[[ DATA FOR REVIEW, beginning ]]

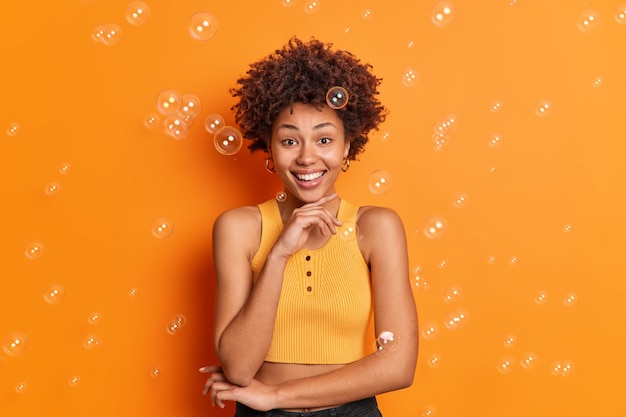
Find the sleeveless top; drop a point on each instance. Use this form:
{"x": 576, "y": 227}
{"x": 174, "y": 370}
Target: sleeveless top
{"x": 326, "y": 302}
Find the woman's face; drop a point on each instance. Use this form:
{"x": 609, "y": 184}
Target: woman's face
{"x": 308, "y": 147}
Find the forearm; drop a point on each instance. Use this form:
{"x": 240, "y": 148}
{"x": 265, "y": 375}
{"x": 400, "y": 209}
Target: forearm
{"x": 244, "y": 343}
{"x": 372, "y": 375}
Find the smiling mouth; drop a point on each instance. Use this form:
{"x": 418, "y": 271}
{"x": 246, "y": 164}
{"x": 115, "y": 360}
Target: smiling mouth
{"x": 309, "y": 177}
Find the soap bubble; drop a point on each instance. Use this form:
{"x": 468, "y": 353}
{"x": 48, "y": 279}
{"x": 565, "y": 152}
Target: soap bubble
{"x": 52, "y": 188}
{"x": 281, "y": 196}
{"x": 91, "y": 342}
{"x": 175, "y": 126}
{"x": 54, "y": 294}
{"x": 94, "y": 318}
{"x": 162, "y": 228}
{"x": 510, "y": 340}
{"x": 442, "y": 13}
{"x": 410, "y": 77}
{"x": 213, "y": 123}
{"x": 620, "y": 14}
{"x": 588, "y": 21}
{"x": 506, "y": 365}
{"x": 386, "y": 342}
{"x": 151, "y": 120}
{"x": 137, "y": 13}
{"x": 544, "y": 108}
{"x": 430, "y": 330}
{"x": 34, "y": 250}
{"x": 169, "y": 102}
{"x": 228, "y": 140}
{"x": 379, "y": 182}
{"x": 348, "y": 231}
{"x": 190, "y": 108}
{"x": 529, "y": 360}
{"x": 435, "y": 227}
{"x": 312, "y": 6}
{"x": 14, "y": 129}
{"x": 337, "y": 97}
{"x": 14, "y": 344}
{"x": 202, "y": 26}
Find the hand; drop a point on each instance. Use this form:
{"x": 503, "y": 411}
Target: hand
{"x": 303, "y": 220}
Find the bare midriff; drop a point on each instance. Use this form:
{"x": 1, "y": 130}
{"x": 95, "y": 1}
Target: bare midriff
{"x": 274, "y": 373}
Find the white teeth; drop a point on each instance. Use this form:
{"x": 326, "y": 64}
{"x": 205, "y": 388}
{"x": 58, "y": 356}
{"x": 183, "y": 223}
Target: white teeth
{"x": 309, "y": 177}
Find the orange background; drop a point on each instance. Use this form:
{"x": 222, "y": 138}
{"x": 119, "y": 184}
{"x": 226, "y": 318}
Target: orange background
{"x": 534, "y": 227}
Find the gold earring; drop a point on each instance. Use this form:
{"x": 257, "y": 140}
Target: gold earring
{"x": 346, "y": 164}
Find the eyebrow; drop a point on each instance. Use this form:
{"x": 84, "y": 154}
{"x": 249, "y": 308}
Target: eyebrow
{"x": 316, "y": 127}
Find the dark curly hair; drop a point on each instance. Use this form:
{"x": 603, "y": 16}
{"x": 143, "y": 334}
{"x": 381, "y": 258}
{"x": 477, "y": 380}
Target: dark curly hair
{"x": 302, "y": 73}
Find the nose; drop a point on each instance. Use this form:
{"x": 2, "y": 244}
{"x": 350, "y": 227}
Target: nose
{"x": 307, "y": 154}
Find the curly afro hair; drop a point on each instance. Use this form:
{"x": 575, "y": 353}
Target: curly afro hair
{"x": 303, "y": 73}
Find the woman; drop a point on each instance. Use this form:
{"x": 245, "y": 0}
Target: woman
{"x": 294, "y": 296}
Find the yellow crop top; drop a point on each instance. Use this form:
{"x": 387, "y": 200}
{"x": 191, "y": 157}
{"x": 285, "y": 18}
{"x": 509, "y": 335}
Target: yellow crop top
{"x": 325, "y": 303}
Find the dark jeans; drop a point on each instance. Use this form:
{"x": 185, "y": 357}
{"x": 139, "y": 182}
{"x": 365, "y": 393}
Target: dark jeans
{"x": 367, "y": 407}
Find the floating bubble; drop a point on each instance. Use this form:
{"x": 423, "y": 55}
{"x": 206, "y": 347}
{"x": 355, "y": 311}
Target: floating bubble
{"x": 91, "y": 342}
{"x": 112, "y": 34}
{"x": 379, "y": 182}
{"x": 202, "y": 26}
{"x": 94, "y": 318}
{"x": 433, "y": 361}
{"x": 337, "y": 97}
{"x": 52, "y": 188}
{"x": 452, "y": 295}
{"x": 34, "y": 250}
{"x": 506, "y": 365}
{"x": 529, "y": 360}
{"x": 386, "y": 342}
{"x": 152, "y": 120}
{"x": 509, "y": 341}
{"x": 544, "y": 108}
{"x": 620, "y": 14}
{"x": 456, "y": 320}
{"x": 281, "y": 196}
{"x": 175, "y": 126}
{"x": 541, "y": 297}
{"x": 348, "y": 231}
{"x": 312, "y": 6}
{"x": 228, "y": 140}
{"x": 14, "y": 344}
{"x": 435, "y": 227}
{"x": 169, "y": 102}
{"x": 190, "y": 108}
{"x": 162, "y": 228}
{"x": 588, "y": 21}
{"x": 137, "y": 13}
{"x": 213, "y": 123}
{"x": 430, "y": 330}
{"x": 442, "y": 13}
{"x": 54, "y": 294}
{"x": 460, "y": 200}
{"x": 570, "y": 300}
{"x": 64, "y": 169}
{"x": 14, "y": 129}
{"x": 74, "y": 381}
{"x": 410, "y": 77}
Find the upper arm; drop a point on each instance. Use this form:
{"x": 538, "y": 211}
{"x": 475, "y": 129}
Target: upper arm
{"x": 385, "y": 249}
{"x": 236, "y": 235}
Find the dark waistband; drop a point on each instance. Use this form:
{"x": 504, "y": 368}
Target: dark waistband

[[ DATA FOR REVIEW, end ]]

WORK REQUIRED -> Please print all the entries exactly as written, but drop the pictures.

WRITTEN REPLY ->
Find the sleeveless top; drop a point on each instance. Use this form:
{"x": 576, "y": 227}
{"x": 174, "y": 370}
Target: sleeveless top
{"x": 326, "y": 302}
Find the woman's face; drop a point on each instance. Use this form:
{"x": 609, "y": 184}
Target: woman's face
{"x": 308, "y": 147}
Find the forearm; drop a point on each instance. Use this form:
{"x": 240, "y": 148}
{"x": 265, "y": 375}
{"x": 400, "y": 209}
Target: forearm
{"x": 244, "y": 343}
{"x": 372, "y": 375}
Find the smiling mouth; drop a point on each instance. Use this form:
{"x": 418, "y": 271}
{"x": 246, "y": 164}
{"x": 115, "y": 360}
Target: smiling mouth
{"x": 309, "y": 177}
Find the soap bubble; drop a point on each instance. Use this form:
{"x": 468, "y": 353}
{"x": 48, "y": 279}
{"x": 565, "y": 152}
Target: soap bubble
{"x": 52, "y": 188}
{"x": 281, "y": 196}
{"x": 91, "y": 342}
{"x": 175, "y": 126}
{"x": 54, "y": 294}
{"x": 94, "y": 318}
{"x": 162, "y": 228}
{"x": 510, "y": 340}
{"x": 442, "y": 13}
{"x": 410, "y": 77}
{"x": 213, "y": 123}
{"x": 620, "y": 14}
{"x": 588, "y": 21}
{"x": 506, "y": 365}
{"x": 386, "y": 342}
{"x": 151, "y": 120}
{"x": 137, "y": 13}
{"x": 544, "y": 108}
{"x": 430, "y": 330}
{"x": 34, "y": 250}
{"x": 169, "y": 102}
{"x": 228, "y": 140}
{"x": 379, "y": 182}
{"x": 348, "y": 231}
{"x": 190, "y": 108}
{"x": 529, "y": 360}
{"x": 435, "y": 227}
{"x": 312, "y": 6}
{"x": 14, "y": 129}
{"x": 337, "y": 97}
{"x": 14, "y": 344}
{"x": 202, "y": 26}
Find the hand; drop a point on each instance. Use this form:
{"x": 503, "y": 411}
Target: hand
{"x": 303, "y": 220}
Find the bare midriff; drop a point on each instance. Use this form:
{"x": 1, "y": 130}
{"x": 95, "y": 1}
Target: bare midriff
{"x": 274, "y": 373}
Find the white teeth; drop a point on each instance. Use this form:
{"x": 326, "y": 64}
{"x": 205, "y": 388}
{"x": 58, "y": 356}
{"x": 183, "y": 223}
Target: white teeth
{"x": 309, "y": 177}
Find the orange background; drop a point on each instance. Use this form:
{"x": 222, "y": 138}
{"x": 119, "y": 184}
{"x": 226, "y": 318}
Target: orange background
{"x": 534, "y": 227}
Find the gold earring; drop a point on each instance. Use this form:
{"x": 257, "y": 140}
Target: gold earring
{"x": 346, "y": 164}
Find the eyebrow; drop a point on each instance. Use this form:
{"x": 84, "y": 154}
{"x": 249, "y": 308}
Target: eyebrow
{"x": 316, "y": 127}
Find the dark curly hair; drop a point on each instance. Use this form:
{"x": 603, "y": 16}
{"x": 143, "y": 334}
{"x": 381, "y": 258}
{"x": 477, "y": 380}
Target: dark curly hair
{"x": 302, "y": 73}
Find the nose; drop a point on each instance. Use this form:
{"x": 2, "y": 244}
{"x": 350, "y": 227}
Target: nose
{"x": 307, "y": 154}
Find the curly afro hair; drop a point on each instance. Use this form:
{"x": 575, "y": 353}
Target: curly afro hair
{"x": 303, "y": 73}
Find the woman; drop a point on each instance. Use this form:
{"x": 245, "y": 0}
Target: woman
{"x": 294, "y": 296}
Find the yellow crop top; drop a point on each instance. Use this form:
{"x": 387, "y": 200}
{"x": 191, "y": 157}
{"x": 285, "y": 18}
{"x": 509, "y": 335}
Target: yellow crop top
{"x": 325, "y": 303}
Find the dark jeans; drop a point on each instance. Use this form:
{"x": 185, "y": 357}
{"x": 139, "y": 182}
{"x": 365, "y": 393}
Target: dark jeans
{"x": 367, "y": 407}
Find the floating bubble; drop a point on each instance. Use this form:
{"x": 423, "y": 55}
{"x": 206, "y": 347}
{"x": 355, "y": 311}
Target: floating bubble
{"x": 91, "y": 342}
{"x": 112, "y": 34}
{"x": 379, "y": 182}
{"x": 202, "y": 26}
{"x": 94, "y": 318}
{"x": 433, "y": 361}
{"x": 337, "y": 97}
{"x": 52, "y": 188}
{"x": 452, "y": 295}
{"x": 34, "y": 250}
{"x": 506, "y": 365}
{"x": 529, "y": 360}
{"x": 386, "y": 342}
{"x": 152, "y": 120}
{"x": 509, "y": 341}
{"x": 544, "y": 108}
{"x": 620, "y": 14}
{"x": 456, "y": 320}
{"x": 281, "y": 196}
{"x": 175, "y": 126}
{"x": 541, "y": 297}
{"x": 348, "y": 231}
{"x": 312, "y": 6}
{"x": 228, "y": 140}
{"x": 14, "y": 344}
{"x": 435, "y": 227}
{"x": 169, "y": 102}
{"x": 190, "y": 108}
{"x": 162, "y": 228}
{"x": 588, "y": 21}
{"x": 137, "y": 13}
{"x": 213, "y": 123}
{"x": 430, "y": 330}
{"x": 442, "y": 13}
{"x": 54, "y": 294}
{"x": 460, "y": 200}
{"x": 570, "y": 300}
{"x": 64, "y": 169}
{"x": 14, "y": 129}
{"x": 74, "y": 381}
{"x": 410, "y": 77}
Find the upper arm; drop a point on each instance. Use this form:
{"x": 538, "y": 211}
{"x": 475, "y": 129}
Target: upper arm
{"x": 385, "y": 249}
{"x": 236, "y": 235}
Find the dark waistband; drop a point on each instance. Use this form:
{"x": 504, "y": 368}
Target: dark waistband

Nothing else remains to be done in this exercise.